__WORK INSTRUCTIONS__:
The records below are to be copied word for word, with every picture left out.
▽
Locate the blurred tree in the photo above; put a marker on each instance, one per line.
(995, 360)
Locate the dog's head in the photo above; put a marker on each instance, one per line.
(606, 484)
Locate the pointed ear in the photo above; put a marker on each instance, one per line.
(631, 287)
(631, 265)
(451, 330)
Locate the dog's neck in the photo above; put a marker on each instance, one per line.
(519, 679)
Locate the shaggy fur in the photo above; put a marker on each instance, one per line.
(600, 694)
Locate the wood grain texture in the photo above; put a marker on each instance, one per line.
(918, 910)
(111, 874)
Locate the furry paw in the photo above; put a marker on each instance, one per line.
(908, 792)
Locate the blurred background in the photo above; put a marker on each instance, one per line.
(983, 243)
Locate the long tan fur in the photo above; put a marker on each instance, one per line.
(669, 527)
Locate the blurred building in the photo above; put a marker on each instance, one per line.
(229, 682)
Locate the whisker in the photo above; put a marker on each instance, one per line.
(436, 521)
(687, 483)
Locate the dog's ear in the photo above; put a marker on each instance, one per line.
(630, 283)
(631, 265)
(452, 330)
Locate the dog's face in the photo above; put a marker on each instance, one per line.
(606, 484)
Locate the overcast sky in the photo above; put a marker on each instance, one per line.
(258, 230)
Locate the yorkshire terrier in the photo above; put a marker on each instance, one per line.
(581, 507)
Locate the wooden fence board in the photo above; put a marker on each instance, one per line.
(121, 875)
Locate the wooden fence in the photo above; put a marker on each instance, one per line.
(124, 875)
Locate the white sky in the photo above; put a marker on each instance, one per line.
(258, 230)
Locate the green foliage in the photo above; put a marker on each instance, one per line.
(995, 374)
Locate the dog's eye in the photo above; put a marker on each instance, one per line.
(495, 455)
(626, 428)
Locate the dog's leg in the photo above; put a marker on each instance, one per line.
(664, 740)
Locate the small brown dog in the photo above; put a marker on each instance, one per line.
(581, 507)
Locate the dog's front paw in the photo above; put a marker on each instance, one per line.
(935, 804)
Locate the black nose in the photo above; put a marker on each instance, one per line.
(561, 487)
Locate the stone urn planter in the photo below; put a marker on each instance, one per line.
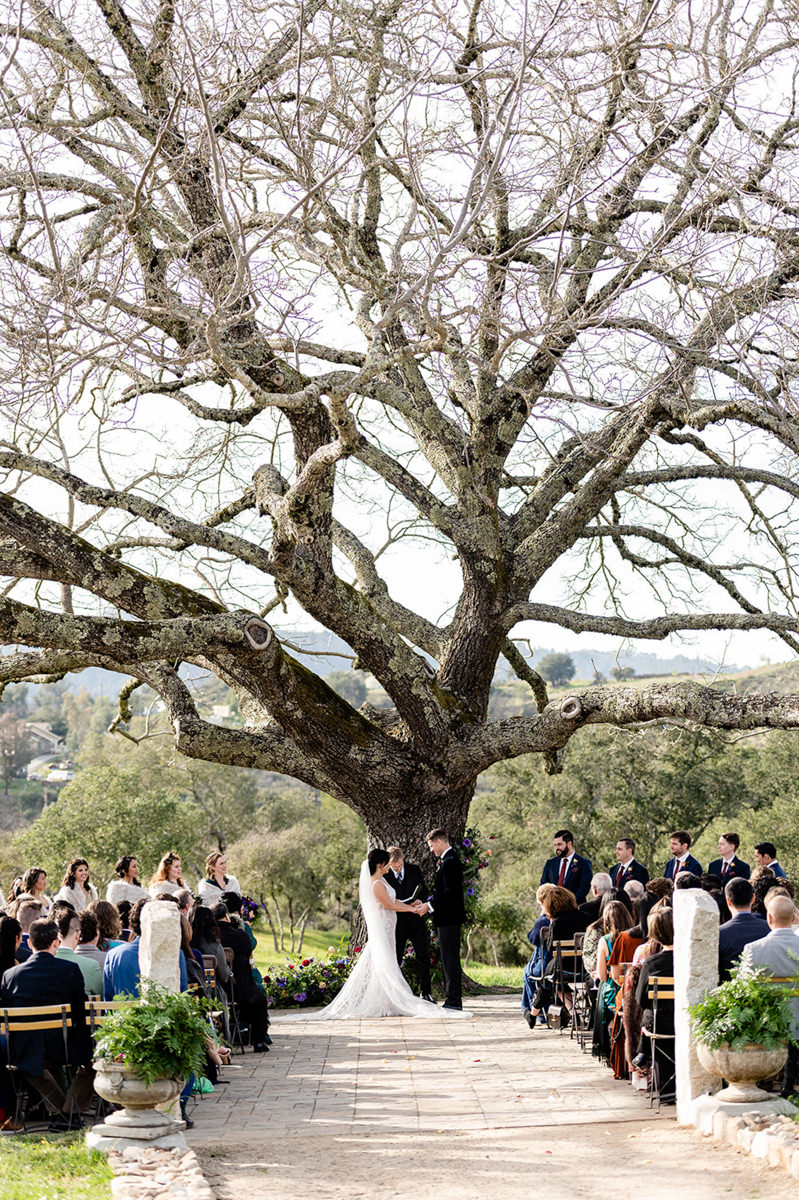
(743, 1069)
(139, 1122)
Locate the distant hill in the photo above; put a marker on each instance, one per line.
(323, 653)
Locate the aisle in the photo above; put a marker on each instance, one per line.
(451, 1108)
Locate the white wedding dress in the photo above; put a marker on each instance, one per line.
(376, 987)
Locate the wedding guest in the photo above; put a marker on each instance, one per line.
(109, 924)
(728, 865)
(628, 868)
(743, 928)
(76, 887)
(168, 876)
(251, 1000)
(216, 880)
(535, 967)
(126, 886)
(616, 918)
(89, 937)
(568, 869)
(10, 942)
(26, 913)
(34, 887)
(679, 844)
(68, 927)
(601, 883)
(766, 856)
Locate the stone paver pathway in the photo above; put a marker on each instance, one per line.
(448, 1108)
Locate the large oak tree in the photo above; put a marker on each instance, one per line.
(523, 279)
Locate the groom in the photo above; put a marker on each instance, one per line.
(449, 912)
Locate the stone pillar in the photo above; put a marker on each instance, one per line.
(160, 946)
(696, 971)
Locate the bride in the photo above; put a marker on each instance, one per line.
(376, 985)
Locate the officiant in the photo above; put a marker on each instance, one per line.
(407, 881)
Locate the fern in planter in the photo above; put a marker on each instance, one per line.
(162, 1037)
(748, 1009)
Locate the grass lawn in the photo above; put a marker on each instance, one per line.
(56, 1167)
(316, 945)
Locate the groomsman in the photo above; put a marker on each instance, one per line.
(568, 869)
(407, 881)
(679, 844)
(628, 868)
(449, 913)
(728, 867)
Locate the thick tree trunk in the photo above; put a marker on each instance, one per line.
(407, 826)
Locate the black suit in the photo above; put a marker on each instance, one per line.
(738, 870)
(410, 928)
(449, 913)
(737, 933)
(634, 870)
(44, 979)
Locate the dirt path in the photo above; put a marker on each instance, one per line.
(462, 1109)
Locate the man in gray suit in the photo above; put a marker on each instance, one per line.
(779, 955)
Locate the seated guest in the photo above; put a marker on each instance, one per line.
(535, 967)
(216, 880)
(762, 886)
(661, 930)
(251, 1000)
(660, 887)
(728, 865)
(109, 925)
(10, 942)
(126, 886)
(76, 887)
(34, 887)
(601, 883)
(26, 913)
(88, 946)
(614, 919)
(168, 875)
(46, 979)
(121, 976)
(766, 856)
(635, 889)
(776, 954)
(679, 844)
(68, 925)
(626, 867)
(743, 928)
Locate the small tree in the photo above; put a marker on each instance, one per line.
(557, 667)
(14, 748)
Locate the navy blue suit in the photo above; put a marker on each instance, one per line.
(738, 869)
(578, 876)
(690, 864)
(634, 870)
(734, 935)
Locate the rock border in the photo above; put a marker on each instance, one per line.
(772, 1137)
(148, 1173)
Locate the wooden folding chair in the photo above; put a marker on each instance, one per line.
(36, 1019)
(659, 989)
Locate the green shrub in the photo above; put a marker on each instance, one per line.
(749, 1009)
(162, 1037)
△
__SOLVED PROBLEM__:
Locate the blurred tree in the photo above; put a marker on each instance, one per line.
(995, 360)
Locate the dog's head in the photo above; put a marker on each instance, one per line.
(606, 484)
Locate the pointed ear in the photo above; put a marker on each instance, one per line.
(631, 287)
(631, 265)
(451, 330)
Locate the dog's neck in the photo above; put a marker on each instance, one per line.
(519, 679)
Locate the shaggy fur in the photo above; put a marker on each instance, one per line.
(600, 694)
Locate the wood grain texture in the photo above; put a marker on each instance, one per line.
(918, 910)
(111, 874)
Locate the furry paw in the photo above; put a marker on each instance, one per line.
(908, 792)
Locate the blurred background in the photo above; put a marker on each instance, one per line.
(983, 243)
Locate the long tan fur in the photo above; put a marker on each instance, one per line.
(669, 527)
Locate the blurred building in the photo above; put a marker on each instance, one per line.
(229, 682)
Locate the whisker in the photo above; put a marker on each instance, one per line.
(436, 521)
(687, 483)
Locate the dog's ear in the photo above; put a marker on each instance, one per line.
(630, 283)
(631, 265)
(452, 330)
Locate the dog's face in the photo above; put a marker on each instance, one per line.
(606, 484)
Locate the overcast sky in the photo above; put a marker on each instance, one per line.
(258, 230)
Locate the yorkshire terrier in the photo above; put a marker on each instance, one per line.
(581, 507)
Locate the wooden fence board in the photo above; put a marker on each instance, one per line.
(121, 875)
Locate the wooden fence in the photo above; put a marker on each instance, one per line.
(124, 875)
Locate the white sky in the photo above; put a marker on each instance, one per line.
(258, 230)
Locate the green foliage in the photo above; put a marker on each instance, one per line.
(995, 374)
Locate the dog's eye in the photo above; put a marker on each instance, one per line.
(495, 455)
(626, 428)
Locate the dog's leg in the photo above; put a marker on each instance, one per line.
(664, 740)
Locate the small brown dog in the photo above; put a marker on each instance, one per line.
(581, 507)
Locate the dog's front paw in the photo above; put a marker on each instance, one per line.
(935, 804)
Locate the black nose in the photo above; put a marker on each instance, one per line.
(561, 487)
Locate the stone urn planter in the photo below; put a marker on each instance, one per line.
(743, 1069)
(139, 1122)
Locate the distant hill in the photo above; put a marker on each instance, one per line.
(323, 653)
Locate the aisle in the photo above; put a marker on each instance, one per line.
(451, 1108)
Locate the white wedding dress in the photo above; put a marker on each instance, one per line.
(376, 987)
Locate the wedding guest in the photo above; put a marker on each instance, one per line.
(109, 924)
(728, 865)
(628, 868)
(743, 928)
(76, 887)
(168, 876)
(251, 1000)
(216, 880)
(535, 967)
(126, 886)
(616, 918)
(89, 937)
(568, 869)
(10, 942)
(26, 913)
(34, 887)
(679, 844)
(68, 927)
(601, 883)
(766, 856)
Locate the stone paver pathway in the photo above; put a marker on each instance, one per line.
(448, 1108)
Locate the large oak tree in the photo above; put a marker on each instance, one per line.
(523, 279)
Locate the groom in the photo above; put a marker on each instance, one per line.
(449, 912)
Locate the stone pillar in the photo above; put a marker on each instance, one per line.
(160, 946)
(696, 971)
Locate the bride in the photo above; put a marker on each instance, one per line.
(376, 985)
Locate the officiant in the photo above; put a marker on each instance, one per line.
(407, 881)
Locate the fern in planter in the photo above; put a marker on each instance, one per line.
(162, 1037)
(748, 1009)
Locate the grass lawn in the photo above; put a marker on each instance, one per line.
(56, 1167)
(316, 945)
Locate the groomsman in the photo above; put a marker on each instance, one per line.
(568, 869)
(407, 881)
(679, 844)
(628, 868)
(449, 913)
(728, 867)
Locate the thick tree trunk in the photo above; put a marker on each instance, one per line.
(407, 826)
Locate the black suit in the photo above; put a marker on each instance, one per line.
(738, 870)
(410, 928)
(449, 913)
(737, 933)
(634, 870)
(44, 979)
Locate the dirt path in the photo above; put a marker on each instance, one per line.
(462, 1109)
Locate the man in gray suit in the photo above; put a marker on each instance, one per line.
(779, 955)
Locate the seated guest in the photo above; put a marker on each instance, one per line.
(535, 967)
(216, 880)
(762, 886)
(661, 930)
(251, 1000)
(660, 887)
(728, 865)
(109, 925)
(10, 942)
(126, 886)
(76, 887)
(34, 887)
(601, 883)
(26, 913)
(88, 946)
(614, 919)
(168, 875)
(46, 979)
(121, 976)
(766, 856)
(635, 889)
(776, 954)
(679, 844)
(68, 925)
(626, 867)
(743, 928)
Locate the small tree in the photo above; put a marker on each instance, one per line.
(557, 667)
(14, 748)
Locate the navy blue suit in the photo above; put a marker on each instance, one per line.
(738, 869)
(578, 876)
(690, 864)
(634, 870)
(734, 935)
Locate the rock border in the photo above; put a marker on each instance, one per line.
(772, 1137)
(148, 1173)
Locate the wooden folding chair in the photo above; put a marker on each instance, one per line.
(36, 1019)
(659, 989)
Locate the green shrub in the photo above; put a marker on each instance, one per line.
(749, 1009)
(162, 1037)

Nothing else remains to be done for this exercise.